=== Begin Enclosure ===

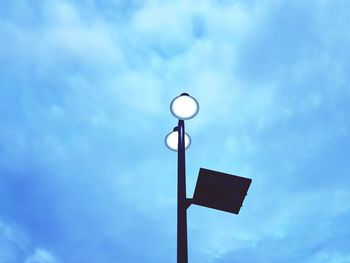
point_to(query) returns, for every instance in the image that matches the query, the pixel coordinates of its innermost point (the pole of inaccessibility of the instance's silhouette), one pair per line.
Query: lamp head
(172, 140)
(184, 107)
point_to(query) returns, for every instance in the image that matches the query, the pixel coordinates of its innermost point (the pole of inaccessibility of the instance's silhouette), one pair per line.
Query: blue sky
(84, 108)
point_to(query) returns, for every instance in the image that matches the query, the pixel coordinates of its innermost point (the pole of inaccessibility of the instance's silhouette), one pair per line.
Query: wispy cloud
(84, 108)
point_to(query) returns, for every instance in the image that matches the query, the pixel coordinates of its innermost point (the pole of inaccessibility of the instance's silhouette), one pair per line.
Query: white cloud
(40, 256)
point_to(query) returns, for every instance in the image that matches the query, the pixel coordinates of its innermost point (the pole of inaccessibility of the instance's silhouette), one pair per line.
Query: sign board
(220, 191)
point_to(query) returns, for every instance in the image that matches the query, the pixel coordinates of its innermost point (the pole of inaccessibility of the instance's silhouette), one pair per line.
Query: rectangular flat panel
(220, 191)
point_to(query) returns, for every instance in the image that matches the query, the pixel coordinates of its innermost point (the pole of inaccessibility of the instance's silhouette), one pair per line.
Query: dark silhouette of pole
(182, 256)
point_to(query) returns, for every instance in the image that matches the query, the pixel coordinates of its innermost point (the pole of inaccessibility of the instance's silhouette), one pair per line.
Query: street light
(172, 140)
(214, 189)
(184, 107)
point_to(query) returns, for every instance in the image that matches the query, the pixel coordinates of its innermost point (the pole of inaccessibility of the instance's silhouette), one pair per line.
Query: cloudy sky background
(84, 107)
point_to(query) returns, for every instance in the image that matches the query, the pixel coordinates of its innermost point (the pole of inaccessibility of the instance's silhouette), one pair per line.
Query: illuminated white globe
(172, 139)
(184, 107)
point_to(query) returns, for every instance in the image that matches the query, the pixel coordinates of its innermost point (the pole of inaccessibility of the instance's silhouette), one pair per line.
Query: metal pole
(182, 256)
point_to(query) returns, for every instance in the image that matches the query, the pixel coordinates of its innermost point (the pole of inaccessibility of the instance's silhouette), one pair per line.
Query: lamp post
(214, 189)
(183, 107)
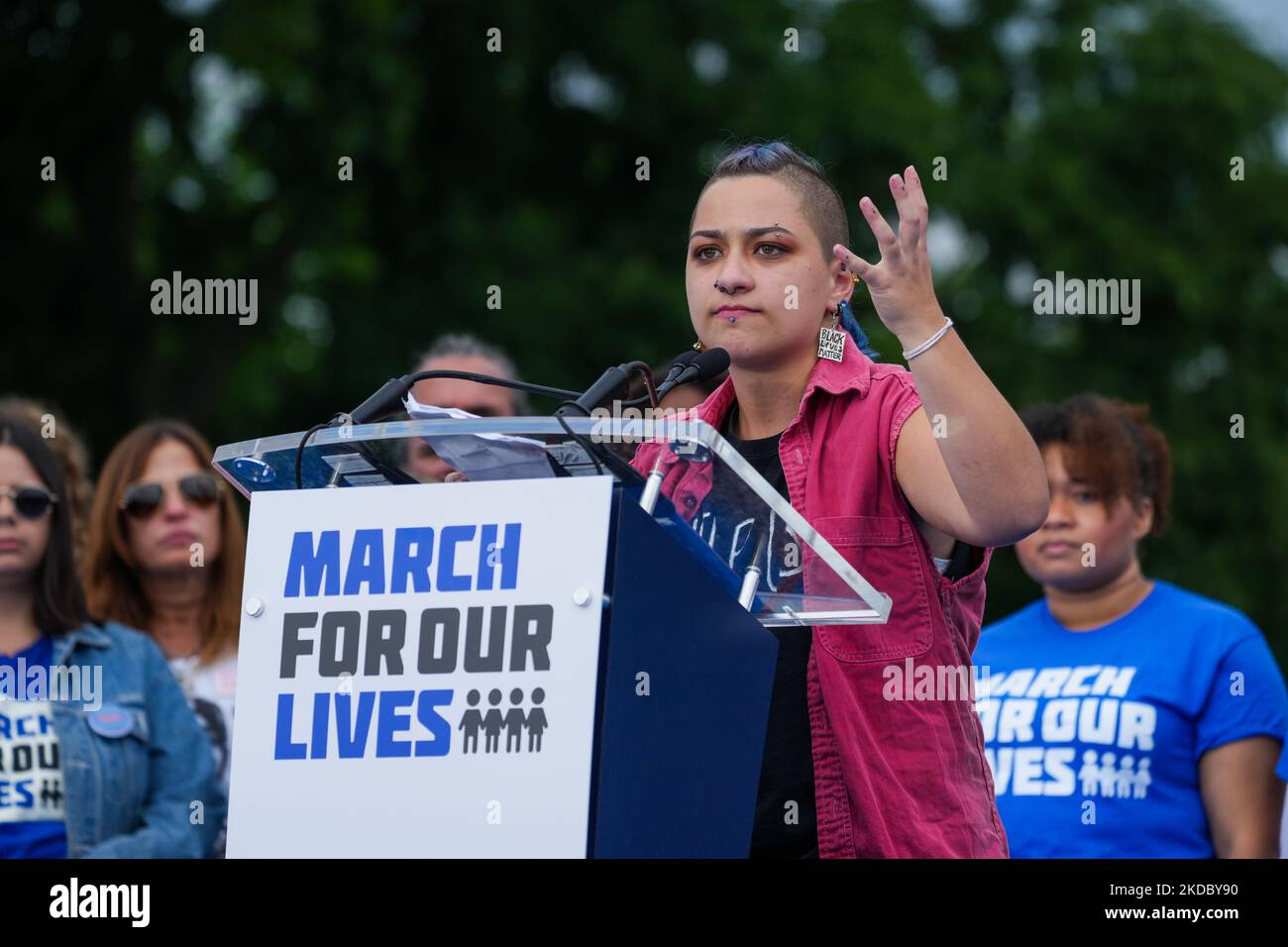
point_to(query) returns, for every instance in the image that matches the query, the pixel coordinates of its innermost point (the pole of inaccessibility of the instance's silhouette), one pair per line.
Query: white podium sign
(416, 673)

=== End Enclosure ===

Your objective:
Repeat the material exactly. Any picture in it should be dropped.

Answer box:
point_to(query) returns, for every instance in the image that matches the query, the pixel coordinates of its innermost point (the pole of inaccessibility of the instance's silhouette), one pair per line.
Query: lamp head
(172, 140)
(184, 107)
point_to(query) returns, for every instance in the image that matches the query, the pixel coordinates of its innermost point (the pole of inaccessibility of the instance's silhouette), one pair per line.
Query: blue sky
(84, 108)
point_to(query) returns, for every instance in the image that matches the query, the pixel coordinates of its innermost point (the pole of inaccessibility of the instance's silhouette), one pair per line.
Query: wispy cloud
(84, 108)
point_to(query) returns, for every instance in the image that matches the query, the pixel coordinates of its innermost point (the pole of inaccessibility of the instance's silhouette), one pair per line.
Query: white cloud
(40, 256)
point_to(query) returns, for every instance in the image that matches the query, the pixel coordinates of its innermost point (the pole of inaccessibility of the instance's silhouette), one pair per line.
Query: sign board
(220, 191)
point_to(query) returns, for every instance in the image that matches the query, the pixel coordinates of its innermost point (the pole of inaccessibility of the instance's silhouette), one pair per line.
Query: rectangular flat panel
(220, 191)
point_to(query) returns, for every instance in the image that matches the query, the pixel coordinates of its innermost point (the pole of inaccessibility of the instance's silhouette), one pair per line.
Query: dark silhouette of pole
(182, 256)
point_to(query) returns, for every instance in the image that matches the query, the pixel coordinates of its innermost point (the pole of inaccessibility of the instance's silhouette), one pair per line.
Query: street light
(172, 140)
(214, 189)
(184, 107)
point_to(query) returns, for every instance in the image that matches the query, the pixel coordinates of its innermost point (the pole of inaccessibility of the instance's silhouette), one pair per line.
Query: cloudy sky background
(84, 107)
point_to(query) returns, for every instance in the image that matches the query, the pixel coordinates of its innermost point (the pole of inaccessibility of the instance's silhouette), one pair per line.
Query: illuminated white globe
(172, 139)
(184, 107)
point_to(query) returns, for every instance in the image that matches the query, the pixel coordinates of its innermost point (the pole of inaccessibility of the instance's silhouette), one pair per line.
Query: metal pole
(182, 256)
point_to(query) returns, for every instance in the image that matches the query, the pixel coordinates of its innermost point (the pole of inaccessibility of the instance's silhouette), one pair per line.
Query: lamp post
(214, 189)
(183, 107)
point_to(query) returns, for every instance in the image that matches the query, the pixel coordinates of its innermost point (the pole of inaccessibility of the instance's silhouette), one pair per line.
Query: white podium sign
(416, 673)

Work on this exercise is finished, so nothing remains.